** Opening Text section block **

If there’s anything that can make a sore throat even worse, it’s harsh, dry air. Use a humidifier to add moisture to the air around you. In one study, using a humidifier reduced the severity of sore throat pain. If you’re experiencing other symptoms like upper respiratory congestion, try adding an essential oil like eucalyptus oil to the humidifier to loosen and help expel excess mucus.

4. Honey and Black Seed Oil

Honey may not be suitable for vegans, and it’s dangerous for children under the age of one. However, honey does offer many benefits. Add a teaspoon of honey to your tea, or take a spoonful by mouth to sooth your sore throat. As an added bonus, research indicates that honey significantly improves cough symptoms in children.

You can spike your honey with therapeutic spice by adding 2-3 drops of black cumin seed oil (also called black seed oil) to your honey. Like herbal teas, black cumin seed oil is an anti-inflammatory and can help soothe the pain.

** Closing Text section block **
** Opening Listed entries block **

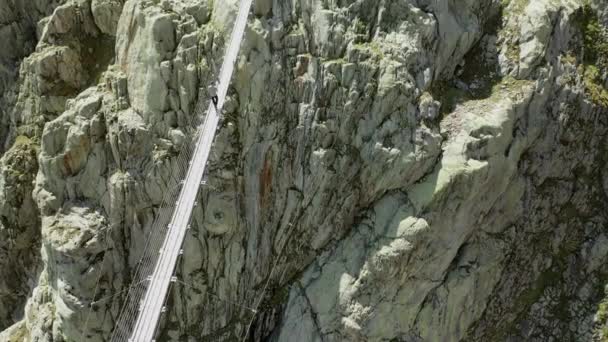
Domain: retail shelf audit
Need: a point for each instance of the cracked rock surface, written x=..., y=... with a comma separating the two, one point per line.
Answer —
x=404, y=170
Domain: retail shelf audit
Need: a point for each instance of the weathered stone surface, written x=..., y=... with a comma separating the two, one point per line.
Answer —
x=386, y=170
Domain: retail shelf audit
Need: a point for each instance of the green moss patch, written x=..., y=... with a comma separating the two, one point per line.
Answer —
x=594, y=63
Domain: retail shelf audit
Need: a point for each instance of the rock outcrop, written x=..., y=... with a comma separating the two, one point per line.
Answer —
x=386, y=170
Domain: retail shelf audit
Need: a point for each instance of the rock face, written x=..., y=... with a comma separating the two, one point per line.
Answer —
x=386, y=170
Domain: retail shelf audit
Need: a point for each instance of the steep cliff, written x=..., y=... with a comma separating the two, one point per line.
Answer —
x=398, y=170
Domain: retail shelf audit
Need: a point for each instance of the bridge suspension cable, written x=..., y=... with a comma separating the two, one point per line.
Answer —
x=145, y=302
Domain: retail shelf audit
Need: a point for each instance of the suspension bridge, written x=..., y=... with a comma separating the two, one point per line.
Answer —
x=146, y=298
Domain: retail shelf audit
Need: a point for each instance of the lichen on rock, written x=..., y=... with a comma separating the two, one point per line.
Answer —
x=385, y=170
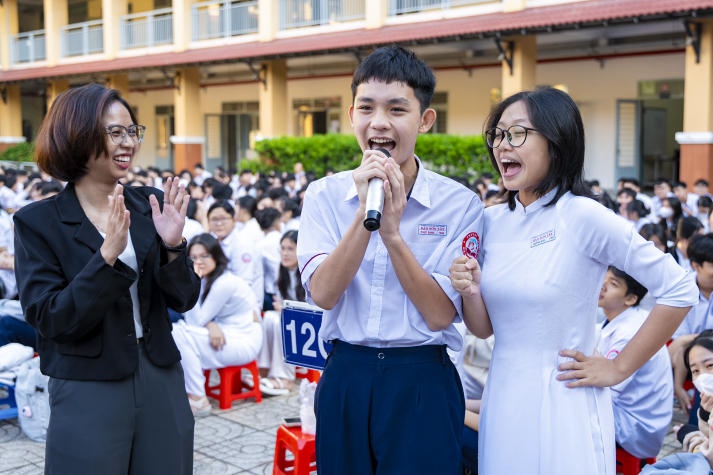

** Closing Listed entries block **

__Exercises to complete__.
[1] Answer these about the sore throat text:
(a) What did one study find when a humidifier was used?
(b) For which children is honey dangerous?
(c) What other name does the text give for black cumin seed oil?
[2] In the sore throat text, what things does it say to add to something else? List each one with what it is added to.
[3] Would you resume the sore throat remedies text, picking up after its final sentence?

__Replies__.
[1]
(a) Using a humidifier reduced the severity of sore throat pain.
(b) Children under the age of one.
(c) Black seed oil.

[2]
- Moisture, added to the air around you (with a humidifier)
- An essential oil like eucalyptus oil, added to the humidifier
- A teaspoon of honey, added to your tea
- 2-3 drops of black cumin seed oil, added to your honey

[3]
5. Cold Food

Drinking or eating something cold soothes an irritated throat almost immediately. Instead of ice cream or ice pops, opt for whole fruit sorbet or make your own fruit pops to soothe the irritation.

6. Herbal Tea

Many varieties of herbal tea are effective at soothing a sore throat. Chamomile, lavender, echinacea, sage, ginger, peppermint, and licorice root tea all have antioxidant and anti-inflammatory effects. Peppermint, in particular, relieves upper respiratory congestion by improving lung function and the ability to breathe through your nose. If you need to add a little sweetener, stir a teaspoon of honey or elderberry into your herbal tea.

7. Essential Oils: Lavender, Eucalyptus, and Myrrh

Myrrh and eucalyptus are effective for soothing a sore throat but don’t take them as a tea. Instead, inhale the vapors by using a diffuser or humidifier. You can also gargle with myrrh like a mouthwash.

Apply one or two drops of lavender oil, specifically and exclusively from the Lavandula angustifolia species, to the back of your tongue or throat, to relieve the pain from a dry, scratchy throat. The taste isn’t overwhelming and the only side effect is fresh floral-smelling breath.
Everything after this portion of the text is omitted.